__Document extract__
R&D Tile based particle rendering

Recommended Posts

Posted (edited)

Hi,

Tile based renderers are quite popular nowadays, like tiled deferred, forward+ and clustered renderers. There is a presentation about GPU based particle systems from AMD. What particularly interest me is the tile based rendering part. The basic idea is, that leave the rasterization pipeline when rendering billboards and do it in a compute shader instead, much like Forward+. You determine tile frustums, cull particles, sort front to back, then render them until the accumulated alpha value is below 1. The performance results at the end of the slides seems promising. Has anyone ever implemented this? Was it a success, is it worth doing? The front to back rendering is the most interesting part in my opinion, because overdraw can be eliminated for alpha blending.

The demo is sadly no longer available..

__Work to complete__
A – Reproduce the forum thread on tile-based particle rendering in full, word for word.
B – Write out the rows again from the line containing "Where can the lake" down to the last row, both included, with "building wall" changed to "brick facade" and nothing else altered. Give only those lines.
The forum thread and the rows below it come from unrelated sources.

__Given entries__
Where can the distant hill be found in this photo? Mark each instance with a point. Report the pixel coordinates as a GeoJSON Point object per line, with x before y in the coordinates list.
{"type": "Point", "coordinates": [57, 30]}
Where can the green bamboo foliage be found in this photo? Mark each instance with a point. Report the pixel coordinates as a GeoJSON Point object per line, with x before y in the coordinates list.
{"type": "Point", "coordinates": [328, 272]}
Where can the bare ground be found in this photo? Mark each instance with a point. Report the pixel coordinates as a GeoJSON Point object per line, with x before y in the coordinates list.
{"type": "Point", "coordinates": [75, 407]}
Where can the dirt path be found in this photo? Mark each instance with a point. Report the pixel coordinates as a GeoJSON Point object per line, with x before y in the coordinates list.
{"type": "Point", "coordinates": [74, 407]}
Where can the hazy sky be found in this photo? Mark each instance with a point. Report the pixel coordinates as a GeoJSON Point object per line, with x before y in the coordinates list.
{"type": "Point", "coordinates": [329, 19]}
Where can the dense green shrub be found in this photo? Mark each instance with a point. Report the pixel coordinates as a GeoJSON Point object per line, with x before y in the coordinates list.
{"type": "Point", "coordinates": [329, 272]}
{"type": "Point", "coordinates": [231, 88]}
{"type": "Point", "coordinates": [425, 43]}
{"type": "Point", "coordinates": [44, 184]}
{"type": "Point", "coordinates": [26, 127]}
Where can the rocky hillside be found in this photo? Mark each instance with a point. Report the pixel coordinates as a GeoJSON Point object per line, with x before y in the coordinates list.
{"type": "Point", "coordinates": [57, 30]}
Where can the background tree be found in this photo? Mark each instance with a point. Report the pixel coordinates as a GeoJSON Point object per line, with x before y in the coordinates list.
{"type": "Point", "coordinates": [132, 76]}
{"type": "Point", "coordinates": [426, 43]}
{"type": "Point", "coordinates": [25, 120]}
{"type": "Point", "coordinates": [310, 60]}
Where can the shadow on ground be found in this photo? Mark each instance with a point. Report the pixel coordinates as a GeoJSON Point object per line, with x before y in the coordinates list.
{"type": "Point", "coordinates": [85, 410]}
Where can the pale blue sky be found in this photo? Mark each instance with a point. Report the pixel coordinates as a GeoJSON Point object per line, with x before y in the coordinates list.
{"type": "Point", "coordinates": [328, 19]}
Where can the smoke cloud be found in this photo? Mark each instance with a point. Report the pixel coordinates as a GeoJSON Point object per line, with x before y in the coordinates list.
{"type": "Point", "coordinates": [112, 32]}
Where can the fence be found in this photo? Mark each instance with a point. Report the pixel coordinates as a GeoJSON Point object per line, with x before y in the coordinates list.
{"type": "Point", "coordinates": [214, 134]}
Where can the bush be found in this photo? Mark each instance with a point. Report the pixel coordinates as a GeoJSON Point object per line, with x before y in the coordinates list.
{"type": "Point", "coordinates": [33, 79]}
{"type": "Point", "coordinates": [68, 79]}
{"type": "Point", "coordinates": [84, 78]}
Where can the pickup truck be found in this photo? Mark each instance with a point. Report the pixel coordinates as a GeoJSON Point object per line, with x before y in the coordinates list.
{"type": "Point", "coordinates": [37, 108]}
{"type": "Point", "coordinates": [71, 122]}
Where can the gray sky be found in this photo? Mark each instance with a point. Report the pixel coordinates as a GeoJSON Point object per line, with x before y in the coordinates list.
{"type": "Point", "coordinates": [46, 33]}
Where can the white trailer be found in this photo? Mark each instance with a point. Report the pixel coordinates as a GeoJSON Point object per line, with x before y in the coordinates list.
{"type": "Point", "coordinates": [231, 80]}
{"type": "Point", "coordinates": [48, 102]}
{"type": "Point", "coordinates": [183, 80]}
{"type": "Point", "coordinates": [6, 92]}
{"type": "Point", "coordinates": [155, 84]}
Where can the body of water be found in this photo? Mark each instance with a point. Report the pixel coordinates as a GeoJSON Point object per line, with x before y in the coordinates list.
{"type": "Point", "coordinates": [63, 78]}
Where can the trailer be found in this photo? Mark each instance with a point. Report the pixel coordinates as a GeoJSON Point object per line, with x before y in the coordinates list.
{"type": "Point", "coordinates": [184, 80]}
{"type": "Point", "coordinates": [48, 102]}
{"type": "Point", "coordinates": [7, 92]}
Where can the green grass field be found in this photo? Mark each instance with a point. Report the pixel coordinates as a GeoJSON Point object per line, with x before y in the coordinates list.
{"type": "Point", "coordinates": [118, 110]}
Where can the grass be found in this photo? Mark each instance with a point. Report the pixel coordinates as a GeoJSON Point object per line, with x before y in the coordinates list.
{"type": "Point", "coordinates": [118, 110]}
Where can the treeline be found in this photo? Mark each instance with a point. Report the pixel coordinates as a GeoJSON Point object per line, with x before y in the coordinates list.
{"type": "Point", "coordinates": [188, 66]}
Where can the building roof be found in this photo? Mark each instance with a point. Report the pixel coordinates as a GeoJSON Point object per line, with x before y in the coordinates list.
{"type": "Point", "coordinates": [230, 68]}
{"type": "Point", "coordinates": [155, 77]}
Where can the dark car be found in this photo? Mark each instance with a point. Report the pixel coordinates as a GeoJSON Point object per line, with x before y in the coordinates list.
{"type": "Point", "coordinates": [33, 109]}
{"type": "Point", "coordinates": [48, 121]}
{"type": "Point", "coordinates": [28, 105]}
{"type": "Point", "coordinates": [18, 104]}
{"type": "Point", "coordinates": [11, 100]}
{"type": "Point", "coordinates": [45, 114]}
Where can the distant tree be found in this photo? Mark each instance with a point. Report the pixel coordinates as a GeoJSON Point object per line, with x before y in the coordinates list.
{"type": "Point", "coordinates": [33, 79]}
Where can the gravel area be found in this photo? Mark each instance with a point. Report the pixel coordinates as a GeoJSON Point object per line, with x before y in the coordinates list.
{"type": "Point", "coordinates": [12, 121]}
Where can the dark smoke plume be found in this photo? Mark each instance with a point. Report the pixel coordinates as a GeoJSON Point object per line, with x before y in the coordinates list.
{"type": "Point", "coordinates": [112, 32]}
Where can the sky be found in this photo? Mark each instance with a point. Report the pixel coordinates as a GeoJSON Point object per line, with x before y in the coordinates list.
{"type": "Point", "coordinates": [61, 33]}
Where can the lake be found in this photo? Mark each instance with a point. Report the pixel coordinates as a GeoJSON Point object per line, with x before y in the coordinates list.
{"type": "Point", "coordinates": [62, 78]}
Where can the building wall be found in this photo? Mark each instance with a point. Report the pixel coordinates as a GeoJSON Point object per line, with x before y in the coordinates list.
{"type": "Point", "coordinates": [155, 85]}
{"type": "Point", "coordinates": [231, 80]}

__Answers per task__
A –
R&D Tile based particle rendering

Recommended Posts

Posted (edited)

Hi,

Tile based renderers are quite popular nowadays, like tiled deferred, forward+ and clustered renderers. There is a presentation about GPU based particle systems from AMD. What particularly interest me is the tile based rendering part. The basic idea is, that leave the rasterization pipeline when rendering billboards and do it in a compute shader instead, much like Forward+. You determine tile frustums, cull particles, sort front to back, then render them until the accumulated alpha value is below 1. The performance results at the end of the slides seems promising. Has anyone ever implemented this? Was it a success, is it worth doing? The front to back rendering is the most interesting part in my opinion, because overdraw can be eliminated for alpha blending.

The demo is sadly no longer available..

B –
Where can the lake be found in this photo? Mark each instance with a point. Report the pixel coordinates as a GeoJSON Point object per line, with x before y in the coordinates list.
{"type": "Point", "coordinates": [62, 78]}
Where can the brick facade be found in this photo? Mark each instance with a point. Report the pixel coordinates as a GeoJSON Point object per line, with x before y in the coordinates list.
{"type": "Point", "coordinates": [155, 85]}
{"type": "Point", "coordinates": [231, 80]}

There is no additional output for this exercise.